Write out the part of the Sydney Austin text that begins with the words containing "In 1896, Austin" and ends with "wife and a son.".

● **EXTRACT**:
────────────────────────────────────────

Personal information
- Full name: Sydney Walter Austin
- Born: 16 November 1866 Sydney, Australia
- Died: 9 September 1932 (aged 65) Randwick, Sydney, Australia
- Batting: Right-handed
- Bowling: Right-arm leg-spin

Domestic team information
- 1892–1894: New South Wales

Career statistics
| Competition | First-class |
| Matches | 8 |
| Runs scored | 176 |
| Batting average | 14.66 |
| 100s/50s | 0/0 |
| Top score | 43 |
| Balls bowled | 1797 |
| Wickets | 53 |
| Bowling average | 11.69 |
| 5 wickets in innings | 6 |
| 10 wickets in match | 1 |
| Best bowling | 8/14 |
| Catches/stumpings | 2/0 |
- Source: Cricinfo, 24 March 2018

= Sydney Austin =

Australian cricketer (1866–1932)

Sydney Walter Austin (16 November 1866 – 9 September 1932) was an Australian cricketer. He played eight first-class matches for New South Wales between April 1893 and February 1894.

==Biography==
Austin was described as a "veritable W.G." in junior cricket due to his physique and performances. However, he played for the minor club Clyde in Moore Park cricket, and while he was often offered a place by clubs in higher standard competitions he remained loyal to his club. It was suggested this prevented him from potentially representing Australia. He was a slow bowler who generally bowled breaks from the leg on a good length; he also performed well with the bat at times.

In 1891 Austin was selected for a New South Wales junior side which played Victoria and he scored so well that it caused confusion as to why he was not already playing senior cricket. He finally joined a senior cricket team in 1894 when he joined Waverley and he took the most first grade wickets in the 1895–96 and 1897–98 seasons.

All but one match of Austin's first-class career came on New South Wales's tour of New Zealand in 1893–94, when he took 52 wickets in seven matches with his leg-spin, including 8 for 14 against Hawke's Bay. In the 160-run victory over New Zealand he opened the bowling and bowled unchanged throughout both innings, taking 7 for 63 and 6 for 35, as well as top-scoring in New South Wales's first innings with 43.

In 1896, Austin was selected in the New South Wales side to play in Sheffield Shield interstate games; however, he withdrew due to a family bereavement. By 1899, he was no longer an active cricketer.

Austin worked in the New South Wales Auditor-General's Department for 43 years. He died at his home in Randwick in 1932, aged 66, survived by his wife and a son.

────────────────────────────────────────

● **DATA EXTRACTS**:
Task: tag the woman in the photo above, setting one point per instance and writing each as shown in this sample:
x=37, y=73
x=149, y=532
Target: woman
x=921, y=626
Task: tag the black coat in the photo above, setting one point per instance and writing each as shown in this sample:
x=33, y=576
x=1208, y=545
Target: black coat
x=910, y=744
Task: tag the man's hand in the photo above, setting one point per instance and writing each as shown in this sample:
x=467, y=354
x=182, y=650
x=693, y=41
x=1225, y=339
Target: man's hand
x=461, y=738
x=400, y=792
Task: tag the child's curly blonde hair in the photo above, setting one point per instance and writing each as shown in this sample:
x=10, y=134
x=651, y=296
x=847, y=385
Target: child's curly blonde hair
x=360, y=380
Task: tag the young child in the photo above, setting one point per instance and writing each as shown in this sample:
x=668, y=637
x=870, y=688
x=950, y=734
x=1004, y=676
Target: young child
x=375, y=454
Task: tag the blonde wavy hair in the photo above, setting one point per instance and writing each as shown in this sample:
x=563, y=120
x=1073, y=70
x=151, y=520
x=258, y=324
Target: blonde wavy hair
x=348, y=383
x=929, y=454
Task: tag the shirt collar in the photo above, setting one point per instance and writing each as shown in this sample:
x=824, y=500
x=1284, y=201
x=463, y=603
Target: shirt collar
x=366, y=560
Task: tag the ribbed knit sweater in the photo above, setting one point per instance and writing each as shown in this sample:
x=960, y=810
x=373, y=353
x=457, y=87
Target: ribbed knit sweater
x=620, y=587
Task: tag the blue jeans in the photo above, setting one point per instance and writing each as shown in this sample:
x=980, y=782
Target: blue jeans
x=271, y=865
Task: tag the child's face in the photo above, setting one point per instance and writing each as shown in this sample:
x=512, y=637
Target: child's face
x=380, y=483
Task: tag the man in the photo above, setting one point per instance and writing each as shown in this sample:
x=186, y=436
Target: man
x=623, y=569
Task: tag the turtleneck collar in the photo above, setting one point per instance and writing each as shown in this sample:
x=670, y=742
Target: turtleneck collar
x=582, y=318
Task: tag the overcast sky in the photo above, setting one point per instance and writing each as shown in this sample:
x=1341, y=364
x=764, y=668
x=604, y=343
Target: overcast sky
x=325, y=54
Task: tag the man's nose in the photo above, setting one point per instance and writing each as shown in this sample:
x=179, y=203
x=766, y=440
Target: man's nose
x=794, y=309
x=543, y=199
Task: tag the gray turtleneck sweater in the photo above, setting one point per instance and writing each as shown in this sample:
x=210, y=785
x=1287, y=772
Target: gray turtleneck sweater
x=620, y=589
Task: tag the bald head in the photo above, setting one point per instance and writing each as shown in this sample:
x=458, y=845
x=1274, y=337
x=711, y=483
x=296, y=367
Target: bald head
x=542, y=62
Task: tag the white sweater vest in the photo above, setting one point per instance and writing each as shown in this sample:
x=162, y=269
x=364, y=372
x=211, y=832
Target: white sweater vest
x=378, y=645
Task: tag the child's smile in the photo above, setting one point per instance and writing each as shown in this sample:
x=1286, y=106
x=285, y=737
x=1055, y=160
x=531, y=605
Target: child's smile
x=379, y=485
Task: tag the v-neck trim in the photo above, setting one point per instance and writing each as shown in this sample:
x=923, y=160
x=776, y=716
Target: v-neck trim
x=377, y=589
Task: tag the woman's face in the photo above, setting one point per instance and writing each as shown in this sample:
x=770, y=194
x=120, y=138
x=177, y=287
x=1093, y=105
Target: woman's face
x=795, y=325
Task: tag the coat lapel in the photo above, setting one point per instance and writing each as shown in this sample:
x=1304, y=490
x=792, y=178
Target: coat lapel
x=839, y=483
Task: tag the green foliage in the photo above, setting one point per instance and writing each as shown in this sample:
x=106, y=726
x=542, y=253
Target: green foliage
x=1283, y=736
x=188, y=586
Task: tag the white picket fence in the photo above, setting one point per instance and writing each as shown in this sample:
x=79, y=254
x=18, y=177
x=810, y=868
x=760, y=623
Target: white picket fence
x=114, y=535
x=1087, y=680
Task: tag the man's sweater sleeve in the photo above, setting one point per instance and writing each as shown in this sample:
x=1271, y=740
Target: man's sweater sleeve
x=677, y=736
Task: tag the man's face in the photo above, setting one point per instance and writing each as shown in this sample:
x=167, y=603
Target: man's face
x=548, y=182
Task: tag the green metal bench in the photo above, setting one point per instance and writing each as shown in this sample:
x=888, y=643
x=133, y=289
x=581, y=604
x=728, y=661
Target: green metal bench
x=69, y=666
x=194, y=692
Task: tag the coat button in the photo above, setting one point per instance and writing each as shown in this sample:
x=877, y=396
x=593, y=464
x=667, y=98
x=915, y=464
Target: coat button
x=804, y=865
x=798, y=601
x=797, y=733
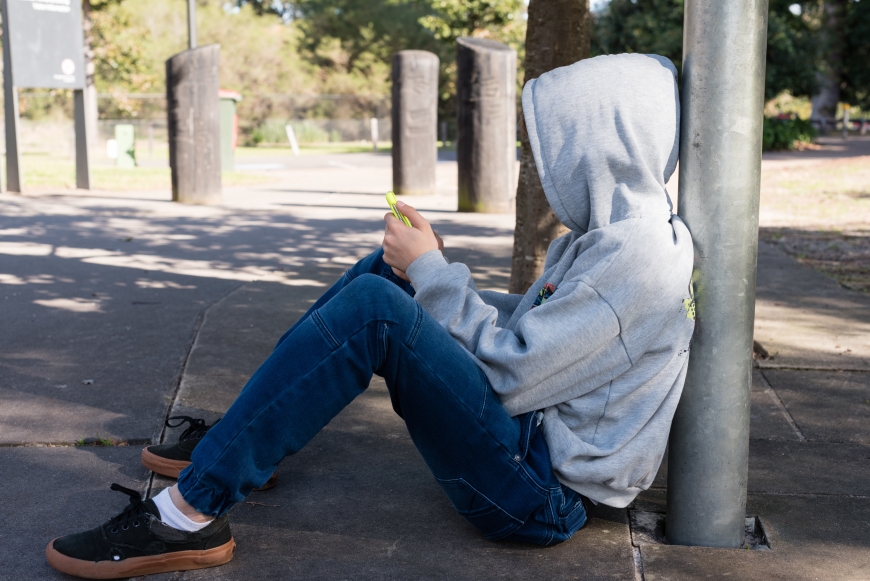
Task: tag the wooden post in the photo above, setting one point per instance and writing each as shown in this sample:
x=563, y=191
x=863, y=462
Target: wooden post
x=415, y=122
x=192, y=84
x=82, y=124
x=486, y=145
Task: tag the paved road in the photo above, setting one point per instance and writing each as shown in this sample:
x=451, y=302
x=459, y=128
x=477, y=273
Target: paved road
x=118, y=310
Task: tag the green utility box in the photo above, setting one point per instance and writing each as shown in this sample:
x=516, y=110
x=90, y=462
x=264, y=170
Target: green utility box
x=125, y=135
x=229, y=128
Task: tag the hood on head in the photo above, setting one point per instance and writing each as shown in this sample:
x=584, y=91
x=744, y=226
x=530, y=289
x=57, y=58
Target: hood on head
x=605, y=136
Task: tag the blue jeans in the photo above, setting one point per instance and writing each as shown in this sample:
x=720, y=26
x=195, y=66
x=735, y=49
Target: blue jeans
x=494, y=468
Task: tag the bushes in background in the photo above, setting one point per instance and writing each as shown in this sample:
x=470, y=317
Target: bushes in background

────────────────────────────────────────

● **ANSWER SECTION**:
In 1896, Austin was selected in the New South Wales side to play in Sheffield Shield interstate games; however, he withdrew due to a family bereavement. By 1899, he was no longer an active cricketer.

Austin worked in the New South Wales Auditor-General's Department for 43 years. He died at his home in Randwick in 1932, aged 66, survived by his wife and a son.